* **Extracted text**:

|Author:||Lafrance et al., 2016|
|Type area:||Brisson Lake area (NTS sheet 24A)|
|Geological province:||Churchill Province|
|Geological subdivision:||Rachel-Laporte, George, Mistinibi-Raude and Falcoz lithotectonic domains|
The Slippery Dykes were introduced in the Jeannin Lake area (Lafrance et al., 2016) to group subophitic dykes associated with magnetic and topographic lineaments oriented E-W to ENE-WSW in the Southeastern Churchill Province (SECP).
The Slippery Dykes consist of subophitic olivine gabbro, magnetic, massive, medium-grained, grey in fresh exposure and brownish in alteration patina. Only one sample was collected in 2014 for analysis and petrography. The rock is composed of plagioclase laths moderately sericitized, olivine (20-25%), clinopyroxene (10-15%) and opaque minerals (5%). There are also some dark brown biotite, chlorite, apatite and sulphides.

* **Set tasks**:
(1) Name every lithotectonic domain given in the Slippery Dykes description.
(2) Turn the paragraph of the Slippery Dykes description that begins "The Slippery Dykes consist of" into a short bulleted list that keeps its main facts.
(3) Extend the Slippery Dykes description by writing what comes after its final sentence.
The records have no role in this work.

* **Material shown**:

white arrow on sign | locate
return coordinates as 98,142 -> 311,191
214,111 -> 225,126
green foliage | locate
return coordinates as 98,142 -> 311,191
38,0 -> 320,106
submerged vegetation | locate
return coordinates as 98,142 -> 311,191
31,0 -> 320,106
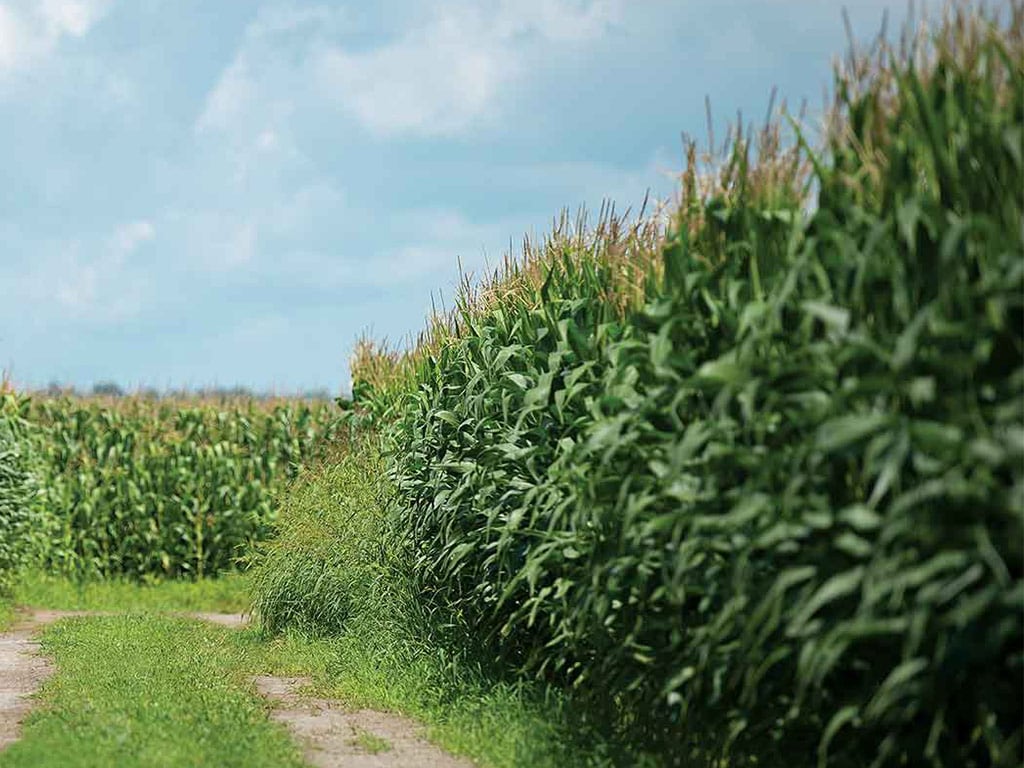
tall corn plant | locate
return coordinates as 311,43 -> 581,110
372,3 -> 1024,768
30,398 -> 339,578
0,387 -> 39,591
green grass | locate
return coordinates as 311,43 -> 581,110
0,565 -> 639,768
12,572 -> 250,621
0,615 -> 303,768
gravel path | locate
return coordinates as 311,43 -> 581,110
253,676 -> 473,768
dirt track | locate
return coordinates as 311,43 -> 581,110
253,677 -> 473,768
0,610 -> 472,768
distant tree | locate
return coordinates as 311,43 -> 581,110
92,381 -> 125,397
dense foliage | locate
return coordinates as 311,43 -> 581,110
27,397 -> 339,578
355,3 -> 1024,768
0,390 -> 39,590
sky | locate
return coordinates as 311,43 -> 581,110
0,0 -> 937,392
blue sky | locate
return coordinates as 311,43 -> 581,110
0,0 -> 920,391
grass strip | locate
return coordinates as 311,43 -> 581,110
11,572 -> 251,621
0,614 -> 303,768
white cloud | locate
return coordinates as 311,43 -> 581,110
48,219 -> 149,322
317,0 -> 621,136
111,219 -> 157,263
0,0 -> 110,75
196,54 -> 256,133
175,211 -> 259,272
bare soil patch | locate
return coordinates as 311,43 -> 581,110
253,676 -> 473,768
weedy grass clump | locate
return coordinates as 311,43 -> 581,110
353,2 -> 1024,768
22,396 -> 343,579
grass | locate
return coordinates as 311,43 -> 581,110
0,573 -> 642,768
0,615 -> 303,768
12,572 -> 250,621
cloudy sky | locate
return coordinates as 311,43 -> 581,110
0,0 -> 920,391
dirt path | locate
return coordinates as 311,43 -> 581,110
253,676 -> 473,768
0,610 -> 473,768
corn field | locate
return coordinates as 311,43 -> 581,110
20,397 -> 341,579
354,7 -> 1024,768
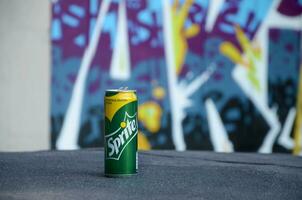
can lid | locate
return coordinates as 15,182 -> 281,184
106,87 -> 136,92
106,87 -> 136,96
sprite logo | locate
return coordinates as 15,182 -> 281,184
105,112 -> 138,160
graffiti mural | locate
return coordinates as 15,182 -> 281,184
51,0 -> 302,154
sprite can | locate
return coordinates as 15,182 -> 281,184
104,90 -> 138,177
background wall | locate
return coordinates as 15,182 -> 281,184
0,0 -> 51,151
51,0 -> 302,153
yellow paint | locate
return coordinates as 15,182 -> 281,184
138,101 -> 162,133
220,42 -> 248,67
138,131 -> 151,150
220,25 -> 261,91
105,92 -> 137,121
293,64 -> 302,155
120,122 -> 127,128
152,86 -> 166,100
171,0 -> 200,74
--
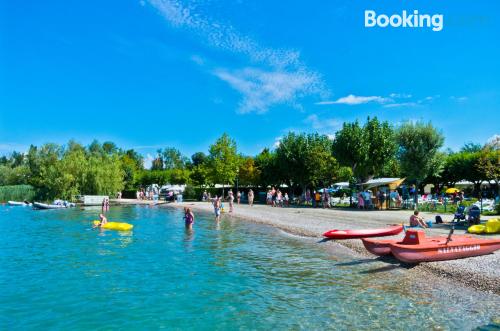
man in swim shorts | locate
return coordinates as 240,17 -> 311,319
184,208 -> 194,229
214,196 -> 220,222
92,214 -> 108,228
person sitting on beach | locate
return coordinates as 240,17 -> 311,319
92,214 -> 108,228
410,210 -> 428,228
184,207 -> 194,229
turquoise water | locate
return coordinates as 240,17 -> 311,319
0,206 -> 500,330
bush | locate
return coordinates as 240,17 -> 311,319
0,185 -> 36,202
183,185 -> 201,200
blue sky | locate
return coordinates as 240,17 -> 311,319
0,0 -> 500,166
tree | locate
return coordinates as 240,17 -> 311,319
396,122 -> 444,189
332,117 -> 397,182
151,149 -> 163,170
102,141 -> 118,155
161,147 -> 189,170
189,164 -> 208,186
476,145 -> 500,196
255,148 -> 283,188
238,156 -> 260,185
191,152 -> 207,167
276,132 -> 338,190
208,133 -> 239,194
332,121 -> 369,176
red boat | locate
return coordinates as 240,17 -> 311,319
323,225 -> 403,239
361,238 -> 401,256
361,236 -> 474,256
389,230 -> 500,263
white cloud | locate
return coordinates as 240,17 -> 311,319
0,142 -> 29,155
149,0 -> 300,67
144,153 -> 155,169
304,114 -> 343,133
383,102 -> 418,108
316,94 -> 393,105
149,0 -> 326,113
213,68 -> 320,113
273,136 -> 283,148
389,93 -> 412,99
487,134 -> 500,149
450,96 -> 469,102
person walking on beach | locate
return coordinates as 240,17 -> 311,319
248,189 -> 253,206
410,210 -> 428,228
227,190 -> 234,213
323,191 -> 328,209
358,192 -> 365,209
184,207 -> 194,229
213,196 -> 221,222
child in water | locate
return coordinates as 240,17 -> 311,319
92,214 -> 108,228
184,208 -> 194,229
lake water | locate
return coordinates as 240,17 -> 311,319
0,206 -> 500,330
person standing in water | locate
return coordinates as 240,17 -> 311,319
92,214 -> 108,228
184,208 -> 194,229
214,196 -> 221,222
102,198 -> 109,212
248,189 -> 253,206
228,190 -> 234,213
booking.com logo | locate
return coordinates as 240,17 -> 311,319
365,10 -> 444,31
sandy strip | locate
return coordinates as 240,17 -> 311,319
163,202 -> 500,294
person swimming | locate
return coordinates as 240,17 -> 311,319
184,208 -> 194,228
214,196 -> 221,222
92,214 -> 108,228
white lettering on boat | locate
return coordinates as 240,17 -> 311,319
...
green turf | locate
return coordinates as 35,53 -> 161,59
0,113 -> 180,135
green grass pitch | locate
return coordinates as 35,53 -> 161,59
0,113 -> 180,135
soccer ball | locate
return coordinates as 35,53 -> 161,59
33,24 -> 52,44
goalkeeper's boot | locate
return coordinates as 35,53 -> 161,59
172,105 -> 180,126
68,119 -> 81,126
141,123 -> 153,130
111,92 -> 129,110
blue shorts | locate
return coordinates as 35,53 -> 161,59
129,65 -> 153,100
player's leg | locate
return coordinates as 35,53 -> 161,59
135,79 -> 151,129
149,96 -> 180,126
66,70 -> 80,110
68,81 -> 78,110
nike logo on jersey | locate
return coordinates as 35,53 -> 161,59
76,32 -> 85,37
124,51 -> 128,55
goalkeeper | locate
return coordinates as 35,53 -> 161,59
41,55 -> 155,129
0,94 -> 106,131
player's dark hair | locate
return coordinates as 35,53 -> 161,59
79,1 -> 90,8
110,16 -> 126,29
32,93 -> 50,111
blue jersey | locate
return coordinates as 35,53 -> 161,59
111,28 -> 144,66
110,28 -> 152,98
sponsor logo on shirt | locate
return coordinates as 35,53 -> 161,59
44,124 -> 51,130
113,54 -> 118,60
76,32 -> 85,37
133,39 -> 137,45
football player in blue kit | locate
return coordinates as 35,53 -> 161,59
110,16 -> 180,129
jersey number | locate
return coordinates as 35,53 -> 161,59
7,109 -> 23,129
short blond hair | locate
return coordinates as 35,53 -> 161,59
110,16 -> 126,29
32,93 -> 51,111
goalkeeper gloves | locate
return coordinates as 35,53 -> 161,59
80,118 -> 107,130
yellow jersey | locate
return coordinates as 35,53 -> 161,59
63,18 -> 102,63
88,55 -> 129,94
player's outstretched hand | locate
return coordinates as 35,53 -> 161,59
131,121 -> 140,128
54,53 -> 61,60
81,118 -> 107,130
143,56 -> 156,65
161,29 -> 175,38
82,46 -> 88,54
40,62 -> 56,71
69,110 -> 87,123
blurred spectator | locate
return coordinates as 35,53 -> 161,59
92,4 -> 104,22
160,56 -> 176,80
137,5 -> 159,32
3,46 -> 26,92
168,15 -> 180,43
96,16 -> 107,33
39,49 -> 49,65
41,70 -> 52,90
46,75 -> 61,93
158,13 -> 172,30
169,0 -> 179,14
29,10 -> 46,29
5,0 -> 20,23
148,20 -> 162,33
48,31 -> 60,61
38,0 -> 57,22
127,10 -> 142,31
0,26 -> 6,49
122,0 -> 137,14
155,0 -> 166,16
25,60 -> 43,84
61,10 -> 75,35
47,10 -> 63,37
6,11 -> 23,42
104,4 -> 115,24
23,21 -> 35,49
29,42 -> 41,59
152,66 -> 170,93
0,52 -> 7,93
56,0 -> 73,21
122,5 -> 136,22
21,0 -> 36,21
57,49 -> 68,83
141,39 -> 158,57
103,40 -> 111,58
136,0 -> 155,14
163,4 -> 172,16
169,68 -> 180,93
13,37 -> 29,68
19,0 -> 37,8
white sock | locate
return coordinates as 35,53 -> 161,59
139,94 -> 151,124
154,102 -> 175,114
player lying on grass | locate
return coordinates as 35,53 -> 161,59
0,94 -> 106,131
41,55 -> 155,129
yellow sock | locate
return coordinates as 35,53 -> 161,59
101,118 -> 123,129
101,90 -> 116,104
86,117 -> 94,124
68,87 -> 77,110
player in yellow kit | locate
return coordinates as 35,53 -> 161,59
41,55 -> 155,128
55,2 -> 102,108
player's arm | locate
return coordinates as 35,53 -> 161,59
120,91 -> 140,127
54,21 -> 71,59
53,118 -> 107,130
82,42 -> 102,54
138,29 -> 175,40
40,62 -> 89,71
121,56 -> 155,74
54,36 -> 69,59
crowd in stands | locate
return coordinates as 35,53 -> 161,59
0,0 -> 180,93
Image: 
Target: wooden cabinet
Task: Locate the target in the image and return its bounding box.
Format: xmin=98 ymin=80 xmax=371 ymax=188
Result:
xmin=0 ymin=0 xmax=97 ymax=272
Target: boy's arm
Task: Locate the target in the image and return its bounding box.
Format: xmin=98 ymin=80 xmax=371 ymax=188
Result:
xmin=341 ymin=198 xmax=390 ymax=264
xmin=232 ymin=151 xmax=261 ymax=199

* **Task responses**:
(1) Rachel-Laporte, George, Mistinibi-Raude, Falcoz

(2)
- Rock: subophitic olivine gabbro; magnetic, massive, medium-grained
- Color: grey on fresh surfaces, brownish alteration patina
- Sampling: one sample collected in 2014 for analysis and petrography
- Main minerals: plagioclase laths (moderately sericitized), olivine (20-25%), clinopyroxene (10-15%), opaque minerals (5%)
- Minor minerals: dark brown biotite, chlorite, apatite, sulphides

(3)
Thickness and distribution
The delineation of the six dykes assigned to the Slippery Dykes was primarily interpreted from the magnetic survey. However, decametre to hectometre-wide dykes were observed at a few locations along these large lineaments. The presence of other E-W lineaments, mainly in the southern part of the SECP, suggests that several other dykes that were not observed during regional mapping may be present. Magnetic lineaments are generally a few hundred metres wide and can be traced over long distances, up to >25 km long. The Slippery Dykes were observed in the George (2 dykes; Charette et al., 2018), Rachel-Laporte (2 dykes), Falcoz (1 dyke), and Mistinibi-Raude (1 Dyke; Lafrance et al., 2019) lithotectonic domains.
A sample collected by the Geological Survey of Canada in the summer of 2014 from a dyke emplaced along an E-W fault (Corrigan et al., 2015) yielded an age around 1269 Ma, considered as that of crystallization.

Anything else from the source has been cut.